En aquellas declaraciones mencionadas antes puede estar ya una de las claves de “Wagon master”: es puro “understatement“ fordiano, como decía Hitchcock a propósito de “The trouble with Harry”, y eso los ingleses lo captan mejor que nadie: ese humor irónico y surrealista, esa mirada privada y socarrona a su propia obra, ese ritmo despreocupado. Tienen en común ambas películas muchas cosas por cierto. Las dos se cuentan entre las preferidas por sus autores, no tienen estrellas, son relajadas y anecdóticas y fueron tomados erróneamente por divertimentos o caprichos entre grandes proyectos.
Me sorprende que de repente se haya caído en la cuenta de que John Ford es un revolucionario y además que haya pasado precisamente con un film que se mueve en el terreno que más tradicionalmente se ha asociado a su nombre. Yo no veo en “Wagon master” ni una sola novedad en el cine de Ford, ni en tono ni en estructura ni en punto de vista ni en nada, o mejor dicho: yo no veo más que la exuberante, originalísima e intransferible forma de hacer cine de un director que sigue siendo el mejor y más completo artista que ha dado este arte.
Que se vayan revalorizando sus obras con el tiempo sin caer en el juego de la balanza que tanto se ha utilizado para dar su justo sitio primero a sus obras tardías y luego a las intermedias me parece bien, pero estas “campañas” no acabo de entenderlas muy bien.
Wagon master” es puro Ford y al mismo tiempo un Ford que parece gustar especialmente (y a las pruebas me remito: el libro “About John Ford” de Anderson, las listas de favoritos y algunos artículos de los antes reseñados) a los que sospecho que molestan o aburren o incluso toman por caprichosas, algunas de las cosas que han quedado indeleblemente asociadas al nombre de John Ford o de otra manera no entiendo, admito que por probable miopía por mi parte, sus preferencias.
No hay héroes complejos (ni siquiera un protagonista, pues se reparte entre el discreto Ben Johnson y el siempre “straight edge” Ward Bond) no hay nostalgias de la vieja Eire, no hay resonancias del pasado (una sola escena, maravillosa, cuando Joanne Dru se aleja de Ben Johnson, no sin dudarlo, porque recuerda de repente qué le llevó a ser actriz de carromato y no vivir la vida que se le suponía; por lo demás el film está suspendido en el momento presente, nada parece realmente trascendente), ni hay “gestos patrióticos” (ni siquiera hay nación, es un territorio en buena medida aún virgen y la referencia bíblica a la "tierra prometida" enlaza el film con el poco epatante a estas alturas cine de Demille), ni - y es más grave porque pocos directores han sabido desarrollarlas tan bien sin resultar pedantes y grandilocuentes - política y épica.

◆ OBJETIVO
Transcribe del fragmento sobre «Wagon master» el pasaje comprendido entre "Me sorprende que" y "dado este arte.", ambos incluidos. Los datos proceden de una fuente distinta a la de este fragmento.

◆ MATERIAL APORTADO
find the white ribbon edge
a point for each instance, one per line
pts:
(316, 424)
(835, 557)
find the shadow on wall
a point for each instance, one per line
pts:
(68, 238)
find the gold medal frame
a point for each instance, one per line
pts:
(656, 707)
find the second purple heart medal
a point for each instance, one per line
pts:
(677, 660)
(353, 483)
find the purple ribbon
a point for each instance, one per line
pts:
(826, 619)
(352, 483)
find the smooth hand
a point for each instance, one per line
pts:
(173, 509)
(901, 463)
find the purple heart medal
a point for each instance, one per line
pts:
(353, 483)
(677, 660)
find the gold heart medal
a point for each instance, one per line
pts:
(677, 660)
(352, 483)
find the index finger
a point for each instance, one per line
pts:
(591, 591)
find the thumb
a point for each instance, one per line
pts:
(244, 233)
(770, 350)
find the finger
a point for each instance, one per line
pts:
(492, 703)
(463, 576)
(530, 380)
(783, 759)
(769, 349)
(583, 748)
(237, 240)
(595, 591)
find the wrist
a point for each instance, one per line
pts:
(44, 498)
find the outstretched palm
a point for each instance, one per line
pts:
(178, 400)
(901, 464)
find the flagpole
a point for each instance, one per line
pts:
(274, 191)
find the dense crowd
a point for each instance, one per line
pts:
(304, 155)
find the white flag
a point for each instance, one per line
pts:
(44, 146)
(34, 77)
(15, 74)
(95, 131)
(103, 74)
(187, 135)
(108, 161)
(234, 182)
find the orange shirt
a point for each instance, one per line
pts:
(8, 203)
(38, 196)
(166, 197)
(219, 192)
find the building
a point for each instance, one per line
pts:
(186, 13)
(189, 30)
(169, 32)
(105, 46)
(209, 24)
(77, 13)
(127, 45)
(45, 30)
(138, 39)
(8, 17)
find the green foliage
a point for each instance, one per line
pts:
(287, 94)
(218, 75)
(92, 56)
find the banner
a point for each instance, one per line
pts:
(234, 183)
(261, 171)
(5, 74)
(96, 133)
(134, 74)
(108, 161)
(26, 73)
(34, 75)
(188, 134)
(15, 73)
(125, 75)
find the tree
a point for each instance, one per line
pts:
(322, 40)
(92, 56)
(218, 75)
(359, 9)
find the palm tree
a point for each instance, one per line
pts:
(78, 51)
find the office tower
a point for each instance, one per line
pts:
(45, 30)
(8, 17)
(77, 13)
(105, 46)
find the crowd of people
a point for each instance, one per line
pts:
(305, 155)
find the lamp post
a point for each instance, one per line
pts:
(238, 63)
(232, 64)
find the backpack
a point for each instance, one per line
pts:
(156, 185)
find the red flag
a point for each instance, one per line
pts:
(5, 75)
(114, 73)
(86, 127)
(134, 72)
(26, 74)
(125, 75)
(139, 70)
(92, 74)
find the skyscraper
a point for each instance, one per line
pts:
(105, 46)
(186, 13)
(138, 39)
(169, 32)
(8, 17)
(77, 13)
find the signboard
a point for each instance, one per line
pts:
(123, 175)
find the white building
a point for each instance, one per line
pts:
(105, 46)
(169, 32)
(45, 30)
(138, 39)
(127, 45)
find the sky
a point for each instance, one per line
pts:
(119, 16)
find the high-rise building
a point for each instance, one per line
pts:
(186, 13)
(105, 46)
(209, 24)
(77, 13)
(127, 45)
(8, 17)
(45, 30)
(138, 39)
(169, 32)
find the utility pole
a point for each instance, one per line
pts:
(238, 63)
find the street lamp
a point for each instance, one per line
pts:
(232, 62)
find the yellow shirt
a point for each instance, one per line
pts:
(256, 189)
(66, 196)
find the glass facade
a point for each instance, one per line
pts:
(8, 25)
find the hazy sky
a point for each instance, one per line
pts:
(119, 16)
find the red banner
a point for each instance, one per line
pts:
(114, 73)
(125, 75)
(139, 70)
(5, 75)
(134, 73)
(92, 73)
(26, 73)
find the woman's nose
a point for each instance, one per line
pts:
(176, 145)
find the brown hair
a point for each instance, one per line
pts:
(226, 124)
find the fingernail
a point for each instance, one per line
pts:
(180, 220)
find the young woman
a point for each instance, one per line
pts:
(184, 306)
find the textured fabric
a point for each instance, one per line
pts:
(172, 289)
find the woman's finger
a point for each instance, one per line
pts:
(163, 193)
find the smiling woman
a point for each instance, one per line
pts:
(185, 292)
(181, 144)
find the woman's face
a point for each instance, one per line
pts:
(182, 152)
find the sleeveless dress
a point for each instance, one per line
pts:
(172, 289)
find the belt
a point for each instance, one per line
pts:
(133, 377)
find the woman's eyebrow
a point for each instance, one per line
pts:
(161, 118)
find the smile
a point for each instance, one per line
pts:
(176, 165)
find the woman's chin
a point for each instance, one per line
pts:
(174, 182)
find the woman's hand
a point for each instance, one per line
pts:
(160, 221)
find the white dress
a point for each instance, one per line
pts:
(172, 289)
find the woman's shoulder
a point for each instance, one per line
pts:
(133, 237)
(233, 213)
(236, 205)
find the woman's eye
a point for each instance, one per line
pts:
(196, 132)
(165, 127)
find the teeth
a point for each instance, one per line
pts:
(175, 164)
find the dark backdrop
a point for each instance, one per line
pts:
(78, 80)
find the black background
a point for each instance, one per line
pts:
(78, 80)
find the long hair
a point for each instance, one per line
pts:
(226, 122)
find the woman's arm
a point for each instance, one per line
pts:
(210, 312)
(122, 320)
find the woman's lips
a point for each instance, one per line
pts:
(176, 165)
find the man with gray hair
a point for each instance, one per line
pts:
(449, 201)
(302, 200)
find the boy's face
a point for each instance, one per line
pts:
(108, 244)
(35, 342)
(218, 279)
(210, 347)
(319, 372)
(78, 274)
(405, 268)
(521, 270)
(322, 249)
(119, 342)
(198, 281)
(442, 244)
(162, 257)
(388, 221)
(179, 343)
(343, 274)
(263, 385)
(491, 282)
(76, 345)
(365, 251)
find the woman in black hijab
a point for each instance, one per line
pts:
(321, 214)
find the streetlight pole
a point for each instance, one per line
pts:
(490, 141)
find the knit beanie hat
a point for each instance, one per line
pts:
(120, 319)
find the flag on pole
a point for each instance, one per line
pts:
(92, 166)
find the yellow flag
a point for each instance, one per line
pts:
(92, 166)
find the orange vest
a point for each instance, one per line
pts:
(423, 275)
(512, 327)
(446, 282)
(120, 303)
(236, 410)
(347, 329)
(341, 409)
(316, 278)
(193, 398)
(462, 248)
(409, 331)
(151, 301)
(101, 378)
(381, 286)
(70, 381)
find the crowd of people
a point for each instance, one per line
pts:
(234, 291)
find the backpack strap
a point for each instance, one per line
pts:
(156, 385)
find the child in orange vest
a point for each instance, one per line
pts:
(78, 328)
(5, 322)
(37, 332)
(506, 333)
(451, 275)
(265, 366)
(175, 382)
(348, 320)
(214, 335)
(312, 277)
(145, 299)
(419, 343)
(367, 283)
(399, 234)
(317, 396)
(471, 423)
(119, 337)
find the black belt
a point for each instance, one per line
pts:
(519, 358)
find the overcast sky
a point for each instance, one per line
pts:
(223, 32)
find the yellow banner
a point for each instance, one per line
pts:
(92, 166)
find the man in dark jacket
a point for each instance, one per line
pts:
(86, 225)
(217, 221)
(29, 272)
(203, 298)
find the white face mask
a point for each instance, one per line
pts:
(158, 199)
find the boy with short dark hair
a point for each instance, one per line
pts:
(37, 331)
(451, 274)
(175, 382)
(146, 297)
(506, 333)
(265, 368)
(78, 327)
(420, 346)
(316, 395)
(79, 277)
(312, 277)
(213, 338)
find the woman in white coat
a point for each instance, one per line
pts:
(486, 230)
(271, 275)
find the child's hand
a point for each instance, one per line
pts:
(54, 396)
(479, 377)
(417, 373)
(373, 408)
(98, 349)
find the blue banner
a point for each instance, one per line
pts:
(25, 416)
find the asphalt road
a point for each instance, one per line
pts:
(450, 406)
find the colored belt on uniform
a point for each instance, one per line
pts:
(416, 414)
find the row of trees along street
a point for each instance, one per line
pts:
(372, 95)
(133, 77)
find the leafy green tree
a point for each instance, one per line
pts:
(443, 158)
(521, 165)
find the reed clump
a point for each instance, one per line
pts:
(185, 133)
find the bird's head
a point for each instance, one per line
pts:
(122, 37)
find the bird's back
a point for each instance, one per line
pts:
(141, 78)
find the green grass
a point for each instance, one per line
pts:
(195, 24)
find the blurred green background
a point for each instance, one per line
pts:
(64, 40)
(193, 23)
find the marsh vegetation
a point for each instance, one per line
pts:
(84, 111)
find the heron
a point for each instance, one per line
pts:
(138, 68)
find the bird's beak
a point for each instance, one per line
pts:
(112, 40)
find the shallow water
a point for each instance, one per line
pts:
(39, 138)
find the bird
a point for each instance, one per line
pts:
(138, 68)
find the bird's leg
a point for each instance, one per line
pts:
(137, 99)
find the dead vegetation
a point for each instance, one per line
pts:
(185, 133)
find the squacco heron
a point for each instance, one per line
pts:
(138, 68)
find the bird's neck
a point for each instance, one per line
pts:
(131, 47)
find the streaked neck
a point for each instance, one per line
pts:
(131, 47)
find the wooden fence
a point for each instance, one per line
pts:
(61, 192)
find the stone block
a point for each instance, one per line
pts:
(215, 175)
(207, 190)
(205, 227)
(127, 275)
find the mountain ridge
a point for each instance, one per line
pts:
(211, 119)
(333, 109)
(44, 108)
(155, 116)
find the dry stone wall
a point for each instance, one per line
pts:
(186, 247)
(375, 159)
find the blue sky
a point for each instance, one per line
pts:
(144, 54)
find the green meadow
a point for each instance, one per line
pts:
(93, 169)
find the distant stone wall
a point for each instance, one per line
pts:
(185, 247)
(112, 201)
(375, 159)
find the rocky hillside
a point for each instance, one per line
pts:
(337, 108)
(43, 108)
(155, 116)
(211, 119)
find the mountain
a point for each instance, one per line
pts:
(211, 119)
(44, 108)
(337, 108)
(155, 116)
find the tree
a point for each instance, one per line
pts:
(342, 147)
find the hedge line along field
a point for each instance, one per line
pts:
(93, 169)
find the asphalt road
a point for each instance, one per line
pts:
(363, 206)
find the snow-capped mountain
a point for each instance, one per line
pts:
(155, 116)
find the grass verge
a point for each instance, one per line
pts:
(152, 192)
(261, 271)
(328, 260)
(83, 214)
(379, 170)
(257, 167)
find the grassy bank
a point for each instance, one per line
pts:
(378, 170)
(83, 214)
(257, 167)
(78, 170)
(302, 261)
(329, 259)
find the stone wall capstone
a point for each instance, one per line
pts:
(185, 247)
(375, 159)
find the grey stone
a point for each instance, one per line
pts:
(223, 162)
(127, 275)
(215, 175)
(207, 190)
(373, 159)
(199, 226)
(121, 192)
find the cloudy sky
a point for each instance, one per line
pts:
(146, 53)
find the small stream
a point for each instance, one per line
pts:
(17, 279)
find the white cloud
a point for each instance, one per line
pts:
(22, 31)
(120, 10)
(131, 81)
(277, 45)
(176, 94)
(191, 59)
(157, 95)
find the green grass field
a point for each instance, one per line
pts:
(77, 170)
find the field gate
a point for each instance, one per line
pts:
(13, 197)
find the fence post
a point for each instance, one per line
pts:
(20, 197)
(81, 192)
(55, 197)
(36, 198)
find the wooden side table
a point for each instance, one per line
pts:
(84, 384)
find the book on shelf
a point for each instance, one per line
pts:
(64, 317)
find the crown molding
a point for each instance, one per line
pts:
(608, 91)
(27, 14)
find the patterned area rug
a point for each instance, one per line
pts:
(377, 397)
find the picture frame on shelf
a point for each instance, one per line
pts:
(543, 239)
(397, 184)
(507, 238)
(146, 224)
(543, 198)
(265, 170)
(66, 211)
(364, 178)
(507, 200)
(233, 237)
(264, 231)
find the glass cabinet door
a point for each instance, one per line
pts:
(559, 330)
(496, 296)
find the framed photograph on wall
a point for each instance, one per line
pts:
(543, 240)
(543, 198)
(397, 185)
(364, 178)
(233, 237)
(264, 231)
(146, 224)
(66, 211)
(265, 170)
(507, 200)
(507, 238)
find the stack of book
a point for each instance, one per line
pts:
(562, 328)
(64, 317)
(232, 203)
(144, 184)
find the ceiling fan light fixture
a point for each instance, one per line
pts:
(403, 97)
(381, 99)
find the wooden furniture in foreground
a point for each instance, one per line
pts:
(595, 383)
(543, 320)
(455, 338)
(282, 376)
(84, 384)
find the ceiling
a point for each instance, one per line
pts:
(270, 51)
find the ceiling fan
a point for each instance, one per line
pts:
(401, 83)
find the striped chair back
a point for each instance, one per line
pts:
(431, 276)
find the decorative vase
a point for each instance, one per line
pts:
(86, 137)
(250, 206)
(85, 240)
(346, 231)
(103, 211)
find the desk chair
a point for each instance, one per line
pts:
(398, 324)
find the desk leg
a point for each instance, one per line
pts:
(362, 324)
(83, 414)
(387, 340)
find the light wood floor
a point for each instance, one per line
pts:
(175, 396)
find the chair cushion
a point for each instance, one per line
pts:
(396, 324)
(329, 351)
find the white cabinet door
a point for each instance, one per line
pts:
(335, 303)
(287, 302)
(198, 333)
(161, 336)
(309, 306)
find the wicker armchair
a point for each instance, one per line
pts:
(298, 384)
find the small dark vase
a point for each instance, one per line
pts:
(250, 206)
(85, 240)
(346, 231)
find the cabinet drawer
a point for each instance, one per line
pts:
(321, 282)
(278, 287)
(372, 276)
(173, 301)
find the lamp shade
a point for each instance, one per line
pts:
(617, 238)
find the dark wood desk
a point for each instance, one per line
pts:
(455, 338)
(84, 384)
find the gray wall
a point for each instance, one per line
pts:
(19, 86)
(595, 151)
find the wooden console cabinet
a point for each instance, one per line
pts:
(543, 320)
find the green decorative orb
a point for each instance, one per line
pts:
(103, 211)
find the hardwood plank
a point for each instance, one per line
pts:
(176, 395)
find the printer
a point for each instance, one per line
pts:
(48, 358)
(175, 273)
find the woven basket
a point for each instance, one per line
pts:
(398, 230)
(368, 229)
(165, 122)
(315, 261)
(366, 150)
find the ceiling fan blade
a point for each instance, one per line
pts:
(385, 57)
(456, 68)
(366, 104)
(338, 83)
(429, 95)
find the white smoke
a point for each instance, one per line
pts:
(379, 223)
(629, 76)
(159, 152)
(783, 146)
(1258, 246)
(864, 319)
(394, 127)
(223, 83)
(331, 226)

◆ SOLUCIÓN ESCRITA
Me sorprende que de repente se haya caído en la cuenta de que John Ford es un revolucionario y además que haya pasado precisamente con un film que se mueve en el terreno que más tradicionalmente se ha asociado a su nombre. Yo no veo en “Wagon master” ni una sola novedad en el cine de Ford, ni en tono ni en estructura ni en punto de vista ni en nada, o mejor dicho: yo no veo más que la exuberante, originalísima e intransferible forma de hacer cine de un director que sigue siendo el mejor y más completo artista que ha dado este arte.